____ Passage given

Civilian life in southern Mexico is being reshaped by violence that rarely resembles open warfare but operates like it. Cartel activity has moved far beyond drug trafficking. It now determines who can run a business, who can move freely, who controls land, and who is allowed to live without fear. For millions of civilians, this violence is not episodic or spectacular. It is constant, intimate, and largely invisible beyond the region.
Over the past two decades, organised crime in Mexico has both fragmented and expanded. Dr Nathan Jones, Associate Professor of Security Studies at Sam Houston State University, explains that while two dominant cartels retain national power, Mexico is now home to roughly 500 organised criminal groups. When leaders are arrested or killed, groups rarely disappear. Instead, they splinter, rebrand, and form new alliances. The result is not stability but churn, with violence seeping into new regions, including southern states once seen as peripheral to cartel conflict.

________
____ Supplied material

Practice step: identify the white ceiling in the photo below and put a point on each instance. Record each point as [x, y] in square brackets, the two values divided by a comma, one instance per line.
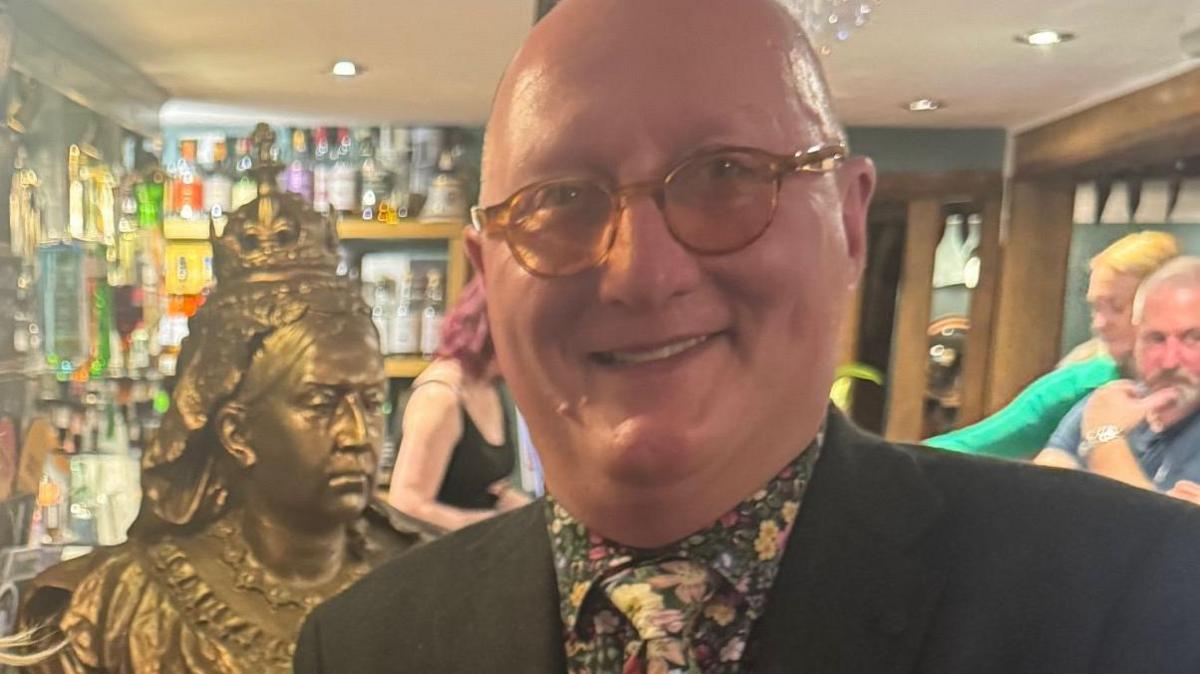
[438, 60]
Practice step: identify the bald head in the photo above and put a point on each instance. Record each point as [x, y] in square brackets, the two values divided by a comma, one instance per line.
[591, 62]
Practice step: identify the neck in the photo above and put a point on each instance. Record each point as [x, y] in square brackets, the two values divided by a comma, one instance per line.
[291, 553]
[655, 515]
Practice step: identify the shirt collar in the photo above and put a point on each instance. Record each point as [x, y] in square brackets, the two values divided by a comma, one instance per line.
[744, 546]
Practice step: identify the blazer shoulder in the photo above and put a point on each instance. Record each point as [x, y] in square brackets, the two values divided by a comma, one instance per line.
[1000, 489]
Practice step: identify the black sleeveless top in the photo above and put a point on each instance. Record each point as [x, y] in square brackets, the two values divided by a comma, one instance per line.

________

The tasks:
[1] For the passage on cartel violence in southern Mexico, decide whether each statement agrees with it: (a) Mexico now has roughly 500 organized criminal groups; (b) groups usually disappear when their leaders are arrested or killed; (c) for civilians, the violence is mostly episodic and spectacular. Answer yes or no for each, quoting the deciding words of the passage.
[2] Carry on the passage on cartel violence in southern Mexico, picking up after its final sentence.
The material comes from a separate source.

Expected responses:
[1]
(a) Yes: "Mexico is now home to roughly 500 organised criminal groups."
(b) No: "When leaders are arrested or killed, groups rarely disappear."
(c) No: "this violence is not episodic or spectacular."

[2]
What makes this especially dangerous for civilians is how deeply criminal groups embed themselves in everyday life. Cartels do not only fight each other; they govern. In areas where the state is weak or absent, they collect taxes, enforce rules, resolve disputes, and control access to livelihoods. Protection fees are imposed on tortilla sellers, shop owners, transport workers, market traders, and farmers. These payments increase until businesses collapse or owners flee. Violence is not reserved for rivals; it is deliberately used against ordinary people to enforce obedience.
Mexico’s limited fiscal capacity compounds the problem. The state collects around 17% of GDP in taxes, roughly half the OECD average. This gap translates into underfunded police forces, weak judicial reach, and uneven local governance. Where the state cannot provide security or services, cartels step in, not as benevolent actors but as coercive ones. In some neighbourhoods, cartel control can reduce petty crime. The trade-off is severe: civilians surrender autonomy, income, and the ability to speak freely.
The true scale of violence is difficult to measure. Mexico’s homicide rate is roughly five times higher than that of the United States, and even this figure excludes the disappeared: people whose bodies are never recovered, often deliberately hidden or destroyed. Fear shapes daily behaviour. Children are increasingly drawn into criminal economies as lookouts, couriers, or low-level enforcers. Even appearance can become dangerous. Tattoos, or the perception of tattoos, can be read as threats or signs of gang affiliation, whether real or imagined, placing civilians at risk simply for how they look.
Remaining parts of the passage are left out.